→ WHAT IS ASKED
Copy the lines of the records word for word, starting at the line with "Target: person seated at table" and ending at the line with "(420, 1132)".

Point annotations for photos
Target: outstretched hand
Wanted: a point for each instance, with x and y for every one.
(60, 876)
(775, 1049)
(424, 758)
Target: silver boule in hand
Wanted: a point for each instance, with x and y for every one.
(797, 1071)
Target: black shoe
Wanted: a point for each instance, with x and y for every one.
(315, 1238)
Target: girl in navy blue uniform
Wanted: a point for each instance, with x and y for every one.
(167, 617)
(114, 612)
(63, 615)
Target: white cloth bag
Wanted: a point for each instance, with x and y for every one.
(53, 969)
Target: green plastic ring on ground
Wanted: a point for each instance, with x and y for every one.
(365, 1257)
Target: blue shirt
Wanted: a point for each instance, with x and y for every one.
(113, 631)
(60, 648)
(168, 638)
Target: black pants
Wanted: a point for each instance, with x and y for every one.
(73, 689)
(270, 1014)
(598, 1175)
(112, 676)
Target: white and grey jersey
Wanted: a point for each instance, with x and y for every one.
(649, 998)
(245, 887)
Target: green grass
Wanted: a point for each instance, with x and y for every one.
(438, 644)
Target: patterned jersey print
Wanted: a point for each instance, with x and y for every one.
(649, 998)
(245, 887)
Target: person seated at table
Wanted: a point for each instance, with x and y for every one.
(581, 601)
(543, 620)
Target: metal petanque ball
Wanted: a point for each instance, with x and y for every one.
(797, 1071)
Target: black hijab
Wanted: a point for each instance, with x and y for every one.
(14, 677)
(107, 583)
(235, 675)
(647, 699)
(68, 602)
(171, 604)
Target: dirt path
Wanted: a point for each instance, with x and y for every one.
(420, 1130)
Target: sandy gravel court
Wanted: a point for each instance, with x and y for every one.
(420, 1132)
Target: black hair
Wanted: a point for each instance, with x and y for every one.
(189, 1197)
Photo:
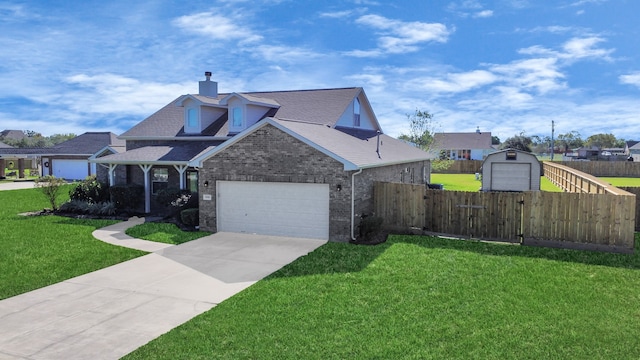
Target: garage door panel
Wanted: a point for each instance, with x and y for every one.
(285, 209)
(510, 177)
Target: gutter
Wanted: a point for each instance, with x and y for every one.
(353, 202)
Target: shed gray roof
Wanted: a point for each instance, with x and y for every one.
(85, 144)
(323, 106)
(159, 154)
(355, 152)
(462, 141)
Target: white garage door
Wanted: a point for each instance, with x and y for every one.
(510, 176)
(269, 208)
(70, 169)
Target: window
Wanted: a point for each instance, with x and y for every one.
(237, 117)
(192, 181)
(192, 118)
(159, 179)
(356, 112)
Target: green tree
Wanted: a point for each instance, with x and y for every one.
(421, 131)
(518, 142)
(51, 187)
(601, 141)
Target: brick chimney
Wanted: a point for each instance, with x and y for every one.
(208, 88)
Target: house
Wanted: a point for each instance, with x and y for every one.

→ THE OUTPUT
Target: person seated at table
Wanted: a point for each instance, with x and y for every one.
(581, 601)
(543, 620)
Target: metal petanque ball
Wanted: a point for each instance, with x and y for every one.
(797, 1071)
Target: black hijab
Wanted: a point for each instance, with x and y for every one.
(14, 677)
(107, 583)
(235, 675)
(647, 699)
(68, 602)
(171, 604)
Target: dirt path
Wanted: a point for each instance, with x and y for every one.
(420, 1130)
Target: sandy gravel court
Wanted: a point for each instance, with x and y for every one.
(420, 1132)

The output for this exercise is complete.